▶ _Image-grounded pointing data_
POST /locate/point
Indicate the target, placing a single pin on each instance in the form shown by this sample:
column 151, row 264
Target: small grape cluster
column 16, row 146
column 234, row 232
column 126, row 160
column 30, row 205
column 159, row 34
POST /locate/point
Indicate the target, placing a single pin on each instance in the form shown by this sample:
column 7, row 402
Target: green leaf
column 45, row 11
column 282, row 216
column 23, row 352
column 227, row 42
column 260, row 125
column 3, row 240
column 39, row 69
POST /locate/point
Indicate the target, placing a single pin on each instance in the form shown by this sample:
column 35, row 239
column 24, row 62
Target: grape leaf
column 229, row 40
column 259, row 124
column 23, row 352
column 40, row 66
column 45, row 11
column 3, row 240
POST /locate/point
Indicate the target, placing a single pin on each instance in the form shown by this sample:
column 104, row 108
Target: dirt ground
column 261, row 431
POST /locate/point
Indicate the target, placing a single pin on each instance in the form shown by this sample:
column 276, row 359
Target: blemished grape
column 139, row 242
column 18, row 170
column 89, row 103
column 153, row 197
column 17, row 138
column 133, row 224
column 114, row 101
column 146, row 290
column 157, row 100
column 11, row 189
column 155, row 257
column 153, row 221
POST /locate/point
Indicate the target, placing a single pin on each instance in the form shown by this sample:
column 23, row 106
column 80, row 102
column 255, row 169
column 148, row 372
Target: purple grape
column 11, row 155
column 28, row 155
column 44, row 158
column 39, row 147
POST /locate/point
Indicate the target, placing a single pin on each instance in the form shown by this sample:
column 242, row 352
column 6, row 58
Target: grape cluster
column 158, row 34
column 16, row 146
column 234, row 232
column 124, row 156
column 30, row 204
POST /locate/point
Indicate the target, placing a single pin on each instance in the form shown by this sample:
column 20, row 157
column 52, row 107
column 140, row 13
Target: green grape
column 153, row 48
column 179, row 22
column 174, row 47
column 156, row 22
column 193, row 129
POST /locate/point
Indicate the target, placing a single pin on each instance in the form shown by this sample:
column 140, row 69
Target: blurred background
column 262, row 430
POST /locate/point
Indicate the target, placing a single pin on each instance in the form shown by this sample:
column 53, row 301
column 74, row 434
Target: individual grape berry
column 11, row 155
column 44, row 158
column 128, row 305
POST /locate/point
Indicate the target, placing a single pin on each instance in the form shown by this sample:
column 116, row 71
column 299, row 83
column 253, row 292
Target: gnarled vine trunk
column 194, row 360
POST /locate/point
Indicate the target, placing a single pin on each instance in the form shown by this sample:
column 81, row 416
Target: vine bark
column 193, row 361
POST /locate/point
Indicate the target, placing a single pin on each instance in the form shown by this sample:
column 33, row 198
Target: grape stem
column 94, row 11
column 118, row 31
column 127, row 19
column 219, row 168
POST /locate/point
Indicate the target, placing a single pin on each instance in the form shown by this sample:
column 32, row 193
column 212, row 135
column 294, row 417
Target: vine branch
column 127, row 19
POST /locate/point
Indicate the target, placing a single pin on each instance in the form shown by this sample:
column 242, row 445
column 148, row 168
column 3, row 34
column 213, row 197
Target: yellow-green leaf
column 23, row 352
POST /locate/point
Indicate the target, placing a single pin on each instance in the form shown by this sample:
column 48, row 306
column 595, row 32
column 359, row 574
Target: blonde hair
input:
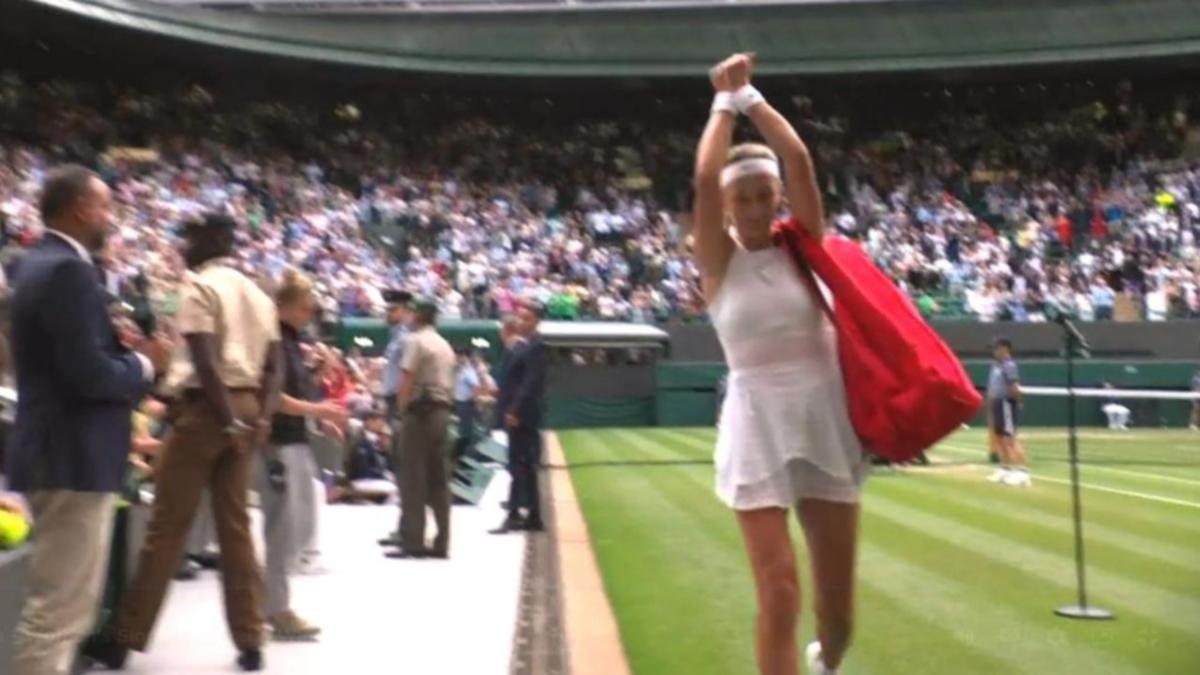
column 293, row 287
column 749, row 151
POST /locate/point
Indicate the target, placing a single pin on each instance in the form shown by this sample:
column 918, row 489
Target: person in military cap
column 425, row 398
column 400, row 316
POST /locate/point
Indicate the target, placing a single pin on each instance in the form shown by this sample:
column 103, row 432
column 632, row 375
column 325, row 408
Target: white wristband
column 748, row 97
column 724, row 103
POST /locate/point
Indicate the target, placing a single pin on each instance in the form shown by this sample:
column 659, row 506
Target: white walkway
column 379, row 616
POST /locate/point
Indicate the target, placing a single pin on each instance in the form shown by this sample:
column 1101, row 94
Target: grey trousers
column 72, row 532
column 203, row 531
column 287, row 519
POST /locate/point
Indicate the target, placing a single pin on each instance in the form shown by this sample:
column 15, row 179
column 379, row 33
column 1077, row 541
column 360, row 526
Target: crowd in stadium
column 1079, row 207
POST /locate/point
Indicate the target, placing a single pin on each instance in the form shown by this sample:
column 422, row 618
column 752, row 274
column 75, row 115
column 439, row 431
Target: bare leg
column 832, row 532
column 778, row 589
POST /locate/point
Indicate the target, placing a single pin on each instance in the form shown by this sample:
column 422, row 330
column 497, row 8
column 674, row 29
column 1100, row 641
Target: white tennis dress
column 785, row 431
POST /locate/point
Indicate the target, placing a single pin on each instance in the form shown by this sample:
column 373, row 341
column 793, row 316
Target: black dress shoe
column 406, row 554
column 251, row 659
column 208, row 561
column 509, row 525
column 105, row 651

▶ _EXERCISE OBJECTIVE_
The expected output is every record above, copied exactly, without pictures.

▶ _ANSWER SPACE_
POST /locate/point
Indicate the target, placing a single pin on each instance in the form shown by this sample:
column 151, row 264
Target: small grape cluster
column 16, row 146
column 234, row 232
column 126, row 160
column 30, row 205
column 159, row 34
POST /locate/point
Indicate the target, placing a single pin on each instance in the form shown by this sample:
column 7, row 402
Target: green leaf
column 45, row 11
column 282, row 216
column 23, row 352
column 227, row 42
column 260, row 125
column 3, row 240
column 39, row 69
POST /locate/point
Indicate the target, placing a single pin on each instance in the form shown by this sample:
column 35, row 239
column 24, row 62
Target: grape leaf
column 229, row 40
column 259, row 124
column 23, row 352
column 40, row 66
column 45, row 11
column 3, row 240
POST /locate/point
Indicate the target, placing a single pin on each instance in the form shown by this sample:
column 104, row 108
Target: dirt ground
column 261, row 431
POST /locate/point
Indicate the target, placing a single pin on each instance in the form shown by this sample:
column 276, row 359
Target: blemished grape
column 139, row 242
column 18, row 170
column 89, row 103
column 153, row 197
column 17, row 138
column 133, row 224
column 114, row 101
column 146, row 290
column 157, row 100
column 11, row 189
column 155, row 257
column 153, row 221
POST /locate/point
Indicate the target, placing a single pin on each instance in the form shown by this sample:
column 23, row 106
column 80, row 102
column 255, row 169
column 148, row 372
Target: purple grape
column 11, row 155
column 28, row 155
column 44, row 158
column 39, row 147
POST /locate/point
Indicate the target, placing a single pin on each instance in the form shown by this sample:
column 242, row 352
column 6, row 58
Target: grape cluster
column 158, row 34
column 16, row 146
column 234, row 232
column 124, row 156
column 30, row 204
POST /locate/point
Indicate the target, placing a single pin on each instance in the form shown by this sample:
column 20, row 157
column 52, row 107
column 140, row 13
Target: green grape
column 153, row 48
column 179, row 22
column 174, row 47
column 156, row 22
column 193, row 129
POST /locate/point
Indicate the target, placing a single pin on each instance in the form shown by this sample:
column 140, row 69
Target: blurred background
column 262, row 430
POST /locate/point
Indicate the target, placing a single pin on each instance in the form shown by this sample:
column 53, row 301
column 74, row 434
Target: individual grape berry
column 11, row 155
column 44, row 158
column 128, row 305
POST /locate/point
Indicate the target, placing a single pin on each instance in the form shown by this sample:
column 116, row 71
column 299, row 83
column 253, row 292
Target: gnarled vine trunk
column 194, row 360
POST /locate/point
Indicate the target, placing a single pin on each instance in the form shown by this sample:
column 81, row 416
Target: vine bark
column 193, row 361
POST /locate/point
Indicate the target, placing a single pin on each instance in the form shown by this sample:
column 33, row 198
Target: grape stem
column 94, row 11
column 118, row 31
column 127, row 19
column 219, row 168
POST /locate/point
Indicate the target, placing a single pin on each instance in the form shown by this sample:
column 32, row 193
column 212, row 135
column 294, row 417
Target: vine branch
column 127, row 19
POST /locate/point
Indicate the target, placing a single pin on each instance in the form shown by this sample:
column 242, row 445
column 148, row 168
column 3, row 34
column 213, row 197
Target: yellow-green leaf
column 23, row 352
POST /locate/point
Indicate the target, placing a single pin on each instance in the form shown by this sample:
column 48, row 306
column 595, row 32
column 359, row 574
Target: blonde hair
input:
column 293, row 287
column 749, row 151
POST /locate/point
Indicate the target, placing a single pin on each instance in the form shown by this sample:
column 918, row 489
Target: person in military cap
column 425, row 398
column 400, row 316
POST /locate/point
Indicate the target, placing a single pin on each instance in the form shown by this sample:
column 103, row 432
column 632, row 375
column 325, row 408
Target: white wristband
column 748, row 97
column 724, row 103
POST /locate/point
Indicate the target, placing a single pin on each instance in the form shown by this sample:
column 659, row 506
Target: white walkway
column 379, row 616
POST /locate/point
Indicate the target, placing a single pin on each instance in the form shown by this sample:
column 1101, row 94
Target: grey trousers
column 72, row 532
column 203, row 531
column 287, row 519
POST /locate/point
Indicate the target, placing a single pin on each instance in the form shown by this sample:
column 15, row 179
column 379, row 33
column 1077, row 541
column 360, row 526
Target: crowd in stadium
column 1079, row 207
POST /locate/point
Indicate the target, placing a single pin on each instance in the form shown by this sample:
column 422, row 618
column 752, row 274
column 75, row 115
column 439, row 431
Target: bare leg
column 832, row 532
column 778, row 589
POST /locate/point
Indicate the target, placing a single pin on each instance in the form shown by this sample:
column 422, row 330
column 497, row 8
column 674, row 29
column 1100, row 641
Target: white tennis dress
column 785, row 431
POST /locate/point
Indicate the target, placing a single pin on each instance in the form shown by this sample:
column 373, row 341
column 793, row 316
Target: black dress shoe
column 406, row 554
column 251, row 659
column 208, row 561
column 509, row 525
column 105, row 651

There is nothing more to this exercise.